PROBLEM
Transcribe the listing exactly, leaving out every picture.

DATA FOR PROCESSING START

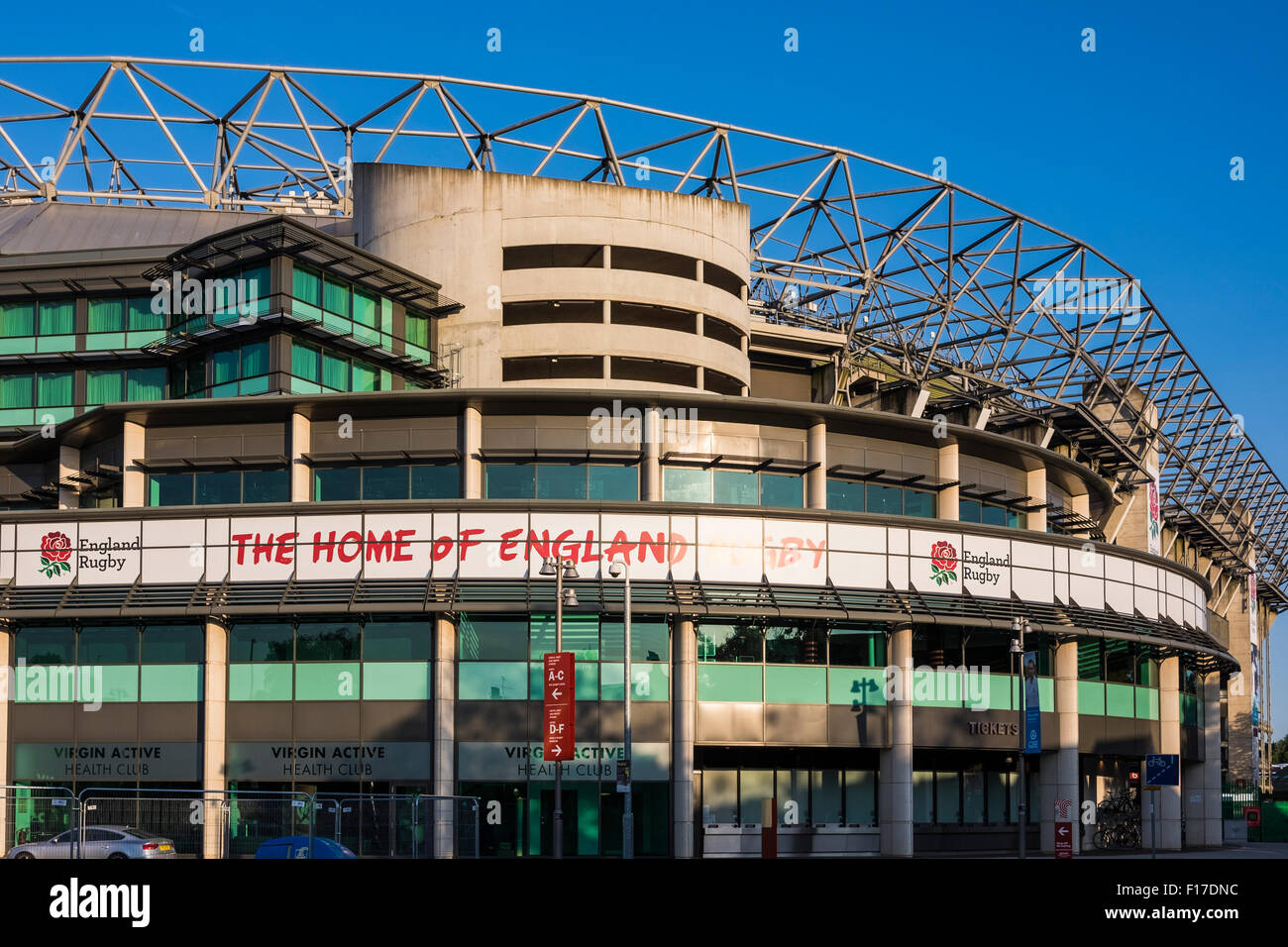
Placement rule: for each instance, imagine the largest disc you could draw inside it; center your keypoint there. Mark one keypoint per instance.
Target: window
(218, 487)
(561, 482)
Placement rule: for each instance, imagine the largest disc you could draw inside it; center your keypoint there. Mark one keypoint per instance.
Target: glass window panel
(385, 483)
(509, 480)
(918, 502)
(108, 644)
(802, 643)
(47, 646)
(651, 639)
(17, 320)
(992, 515)
(397, 641)
(492, 681)
(883, 499)
(735, 487)
(146, 384)
(922, 796)
(844, 495)
(719, 796)
(490, 639)
(218, 487)
(338, 483)
(168, 489)
(262, 641)
(166, 644)
(561, 482)
(782, 489)
(436, 480)
(58, 317)
(326, 641)
(825, 792)
(861, 797)
(755, 787)
(612, 482)
(305, 360)
(106, 316)
(266, 486)
(686, 484)
(729, 642)
(103, 386)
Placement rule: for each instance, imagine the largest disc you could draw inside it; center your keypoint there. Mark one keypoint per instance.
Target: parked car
(297, 847)
(99, 841)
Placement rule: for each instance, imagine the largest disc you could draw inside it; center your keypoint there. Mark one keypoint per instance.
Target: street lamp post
(621, 567)
(561, 570)
(1019, 626)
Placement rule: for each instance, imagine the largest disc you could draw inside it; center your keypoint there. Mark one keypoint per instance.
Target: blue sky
(1127, 147)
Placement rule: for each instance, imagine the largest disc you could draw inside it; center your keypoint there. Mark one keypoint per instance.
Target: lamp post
(622, 567)
(1019, 626)
(561, 570)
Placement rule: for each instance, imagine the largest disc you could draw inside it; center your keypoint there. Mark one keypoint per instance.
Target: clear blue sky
(1127, 147)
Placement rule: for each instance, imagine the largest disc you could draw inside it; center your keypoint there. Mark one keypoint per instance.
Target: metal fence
(235, 823)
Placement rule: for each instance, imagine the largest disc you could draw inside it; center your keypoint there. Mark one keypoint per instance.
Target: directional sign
(559, 671)
(1064, 839)
(1162, 770)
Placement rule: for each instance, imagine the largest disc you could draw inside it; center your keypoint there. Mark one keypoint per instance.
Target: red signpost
(559, 707)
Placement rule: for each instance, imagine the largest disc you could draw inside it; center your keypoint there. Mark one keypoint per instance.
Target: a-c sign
(559, 674)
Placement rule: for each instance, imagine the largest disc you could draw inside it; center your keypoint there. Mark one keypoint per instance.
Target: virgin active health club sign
(482, 545)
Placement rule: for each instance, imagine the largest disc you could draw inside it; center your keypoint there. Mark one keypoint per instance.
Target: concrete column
(949, 470)
(896, 781)
(445, 738)
(300, 472)
(1170, 741)
(68, 463)
(1063, 764)
(1035, 487)
(651, 466)
(684, 694)
(472, 442)
(1212, 821)
(133, 479)
(815, 480)
(5, 702)
(214, 736)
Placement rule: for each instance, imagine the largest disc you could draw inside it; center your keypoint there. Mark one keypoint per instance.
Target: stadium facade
(278, 474)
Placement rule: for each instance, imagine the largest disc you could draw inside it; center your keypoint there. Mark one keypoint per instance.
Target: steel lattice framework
(935, 287)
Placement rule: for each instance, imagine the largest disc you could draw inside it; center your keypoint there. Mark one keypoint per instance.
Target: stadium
(308, 375)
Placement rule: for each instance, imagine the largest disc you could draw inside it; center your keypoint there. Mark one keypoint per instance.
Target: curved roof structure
(934, 285)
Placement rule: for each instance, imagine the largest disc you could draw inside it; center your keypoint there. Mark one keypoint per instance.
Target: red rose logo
(943, 562)
(55, 553)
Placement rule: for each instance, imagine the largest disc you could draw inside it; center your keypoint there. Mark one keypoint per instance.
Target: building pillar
(651, 467)
(214, 736)
(68, 464)
(1214, 825)
(896, 781)
(815, 479)
(445, 740)
(133, 479)
(300, 445)
(1035, 487)
(1063, 764)
(472, 442)
(684, 690)
(949, 470)
(1168, 799)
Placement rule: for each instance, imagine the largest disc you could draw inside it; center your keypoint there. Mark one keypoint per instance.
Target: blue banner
(1031, 705)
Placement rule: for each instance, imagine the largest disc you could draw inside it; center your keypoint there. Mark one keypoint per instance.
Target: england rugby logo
(943, 564)
(55, 553)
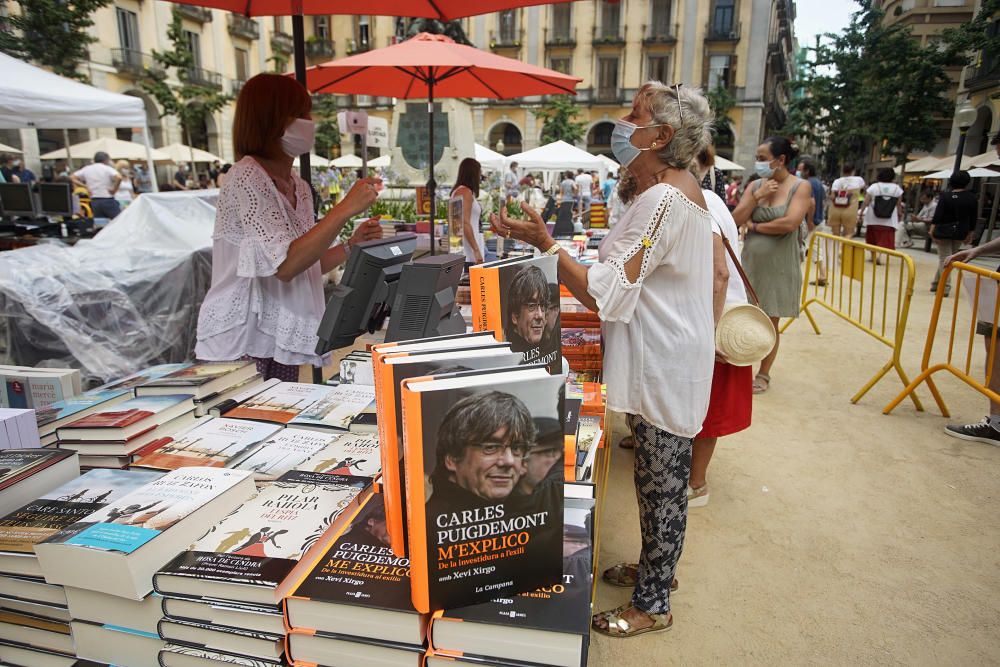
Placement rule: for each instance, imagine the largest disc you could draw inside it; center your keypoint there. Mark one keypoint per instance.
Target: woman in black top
(953, 222)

DATA FOR PROCESSING END

OUTPUT FOR THIS EXERCISE
Placement rule: for each instance, imagine the largest disc you could draw inside it; center your keypoint there. Mark one keypoint per instance.
Target: window
(218, 487)
(561, 482)
Placement rule: for each instance, imagine the largest disc you could draw inside it; center your keypoint there. Mark one keypoint per instance.
Target: glass window panel
(385, 483)
(509, 480)
(918, 502)
(108, 644)
(802, 643)
(47, 646)
(651, 639)
(17, 320)
(992, 515)
(397, 641)
(492, 681)
(883, 499)
(735, 487)
(146, 384)
(922, 796)
(844, 495)
(719, 796)
(490, 639)
(218, 487)
(338, 483)
(168, 489)
(262, 641)
(166, 644)
(561, 482)
(782, 489)
(436, 480)
(58, 317)
(326, 641)
(825, 792)
(861, 797)
(755, 787)
(612, 482)
(305, 360)
(106, 316)
(266, 486)
(686, 484)
(729, 642)
(103, 386)
Placement rule: for each instance, imagine the largest disc you could draw inside it; center your keypoint there. Mark one keypoint per instance.
Target: parked car
(297, 847)
(99, 841)
Placement rule: for each instance, imagine the largest disc you could draw inside it; center your keypoint there. Mark one keypoint per instance.
Target: street lamp post
(621, 567)
(561, 570)
(1019, 626)
Placement rule: for each instance, imagine the largest disc you could draw inside it; center your keypoint there. Mark one keypoint per instance.
Target: blue sky
(1127, 147)
Placement rule: for each instance, imagine the largest disc you could draw inside it; center your keypoint there. Mark one keypoint per instance.
Target: lamp post
(622, 567)
(1019, 626)
(561, 570)
Placement rule: for each instance, imagine the largest disc you could draw inside it; center your keypoint there. Mark one keypoint per instance.
Target: clear blue sky
(1127, 147)
Placement rule: for each instance, imagine the largest disc you could draw inside it; center your keypoint there. Mark one keypoint per instance.
Target: metal fence
(235, 823)
Placement rule: for each instance, imagine the largest disc you could draw inside it; center your keypoint there. Mark one keypoint per instance.
Target: directional sign
(559, 671)
(1064, 839)
(1162, 770)
Placement rule: for each instance, imagine the largest disc you could draw inside it; center your keypoint there. Mark one keypoint per instance.
Target: red signpost
(559, 707)
Placement rule: for each instance, imagine the largest disc you could draw inside it; center your keypoint there. Mark one keypoint per instance.
Target: a-c sign
(559, 674)
Placement rule: for each instance, imagine the largest disc you could draw inside it; center your keypoint there. Mark one keypoint per instance.
Target: virgin active health club sign
(482, 545)
Placement rule: for each instance, imagine the largest disc you could draw inside it; center your keypoint there. Mark one keypoint per instance.
Target: concrete column
(949, 470)
(896, 781)
(445, 738)
(300, 472)
(1170, 741)
(68, 463)
(1063, 764)
(1035, 487)
(651, 466)
(684, 694)
(472, 442)
(1212, 821)
(133, 479)
(815, 480)
(5, 702)
(214, 736)
Placement rule: for each instance, imagine the largest disc you could draw inside it; center your keypoint there. Mark one keypoint per instance.
Target: stadium facade
(278, 474)
Placement rule: for each instance, imagine the largest disc you could draw inside it; center your keypoint there. Mark one keypoint per instance.
Target: steel lattice framework
(935, 287)
Placement rule: for each instance, imagine the largest disc you could draw inside it; center your keypoint there. Mark one keypoint per instance.
Target: stadium
(308, 375)
Placement rule: for each instance, imagine the largest disc you could draw inside it; center your keypoint there. Mark one keypoint per instance.
Target: curved roof structure
(934, 285)
Placement rule: for each instance, imagine the largest disc you could draw inside it; center your keypoint there. Mark one keypoint per instance.
Target: red rose logo
(943, 562)
(55, 553)
Placement rule: for each instance, imagine the largest disc you could draw inside it; center your keypoint there. Mark one keypoint per instance.
Target: building pillar
(651, 467)
(214, 736)
(68, 464)
(1214, 825)
(896, 781)
(815, 479)
(445, 740)
(133, 479)
(300, 445)
(1035, 487)
(1063, 764)
(472, 442)
(684, 690)
(949, 470)
(1168, 799)
Placement rule: for each instance, imagine the largest disc you could draw inside it; center your keypoint there. Mark one keypoint per instance.
Target: blue banner
(1031, 705)
Placement rule: for each instance, imagine the largest disc you could draw inside it; center your keypoint there. Mark one keypoint per instance.
Target: england rugby logo
(943, 564)
(55, 553)
Placement rule: for each instance, imagine the largest disc you could draw inside it; center your keypoint there. Mark one keypoint per instance.
Target: woman in black top
(953, 222)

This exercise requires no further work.